Render the lines below as a Markdown table with two columns, Row and Text. Number each line in order and leave out the blank ones.
****************************************
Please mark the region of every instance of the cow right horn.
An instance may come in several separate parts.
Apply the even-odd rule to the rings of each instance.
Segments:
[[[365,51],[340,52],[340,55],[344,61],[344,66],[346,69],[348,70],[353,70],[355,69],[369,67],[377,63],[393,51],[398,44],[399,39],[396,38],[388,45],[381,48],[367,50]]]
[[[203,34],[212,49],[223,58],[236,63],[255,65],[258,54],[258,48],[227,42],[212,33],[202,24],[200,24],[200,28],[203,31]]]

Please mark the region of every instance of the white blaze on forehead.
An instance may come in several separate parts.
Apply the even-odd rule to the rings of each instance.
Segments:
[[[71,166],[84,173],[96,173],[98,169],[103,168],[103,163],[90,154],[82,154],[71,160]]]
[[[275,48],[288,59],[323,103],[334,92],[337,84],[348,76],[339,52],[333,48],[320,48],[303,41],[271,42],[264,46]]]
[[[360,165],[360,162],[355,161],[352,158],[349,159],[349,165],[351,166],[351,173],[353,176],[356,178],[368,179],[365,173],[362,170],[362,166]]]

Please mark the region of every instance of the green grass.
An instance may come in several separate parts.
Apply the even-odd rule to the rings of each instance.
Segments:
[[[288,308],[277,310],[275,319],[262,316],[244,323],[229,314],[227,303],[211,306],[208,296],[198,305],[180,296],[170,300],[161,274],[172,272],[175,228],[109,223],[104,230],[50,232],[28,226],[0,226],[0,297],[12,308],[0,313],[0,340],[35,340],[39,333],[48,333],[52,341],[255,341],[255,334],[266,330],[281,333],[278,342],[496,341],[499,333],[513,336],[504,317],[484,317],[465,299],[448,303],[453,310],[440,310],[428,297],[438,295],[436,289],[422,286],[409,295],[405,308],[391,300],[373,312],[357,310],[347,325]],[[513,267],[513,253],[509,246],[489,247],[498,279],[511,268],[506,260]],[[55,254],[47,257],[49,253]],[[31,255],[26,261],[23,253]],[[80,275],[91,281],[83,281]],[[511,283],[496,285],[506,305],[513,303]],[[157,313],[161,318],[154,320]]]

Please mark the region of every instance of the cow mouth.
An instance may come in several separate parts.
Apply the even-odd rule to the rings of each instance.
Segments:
****************************************
** Correct response **
| Row | Text |
|---|---|
| 1 | Please mark the region of every instance of the cow right horn. |
| 2 | An instance may come in several separate parts. |
| 3 | Apply the even-odd rule to the rings of each instance. |
| 4 | Segments: |
| 5 | [[[365,51],[340,52],[340,55],[344,61],[344,66],[346,69],[348,70],[353,70],[355,69],[369,67],[377,63],[393,51],[398,44],[399,39],[396,38],[388,45],[381,48],[367,50]]] |
| 6 | [[[203,34],[212,49],[223,58],[236,63],[255,65],[258,54],[258,48],[227,42],[212,33],[202,24],[200,24],[200,28],[203,31]]] |
| 7 | Please mark the region of every instance of the white blaze on forehead. |
| 8 | An instance may come in several separate parts. |
| 9 | Apply the even-odd rule to the rings of each instance. |
| 10 | Segments: |
| 11 | [[[71,166],[84,173],[96,173],[98,169],[103,168],[103,163],[90,154],[82,154],[71,160]]] |
| 12 | [[[275,48],[288,59],[323,103],[334,92],[337,84],[348,76],[339,52],[333,48],[320,48],[303,41],[271,42],[264,46]]] |
| 13 | [[[360,165],[360,162],[355,161],[352,158],[349,159],[349,165],[351,166],[351,173],[353,176],[356,178],[368,179],[365,173],[362,170],[362,166]]] |
| 14 | Please mark the region of every instance of the green grass. |
| 15 | An instance may come in several separate parts. |
| 16 | Apply the even-odd rule to the rings of each instance. |
| 17 | Segments: |
| 18 | [[[288,308],[277,310],[275,319],[262,316],[244,323],[229,314],[227,303],[211,306],[208,296],[198,305],[180,296],[170,300],[161,274],[172,272],[175,228],[109,223],[104,230],[50,232],[28,226],[0,226],[0,297],[12,308],[0,313],[0,340],[35,340],[39,333],[48,333],[52,341],[255,341],[255,334],[266,330],[281,333],[278,342],[496,341],[499,333],[513,336],[504,317],[484,317],[465,299],[448,303],[453,310],[440,310],[428,297],[438,295],[436,289],[422,286],[409,295],[405,308],[391,300],[373,312],[357,310],[347,325]],[[513,267],[513,253],[509,246],[489,247],[498,279],[511,268],[506,260]],[[55,254],[47,257],[49,253]],[[31,255],[26,261],[23,253]],[[80,275],[91,281],[83,281]],[[511,283],[496,285],[506,305],[513,303]],[[157,313],[161,318],[154,320]]] |
| 19 | Please mark the region of every instance of the cow mouth. |
| 20 | An instance may come in several separate parts. |
| 21 | Apply the even-odd rule to the rings of each instance. |
| 22 | Segments: |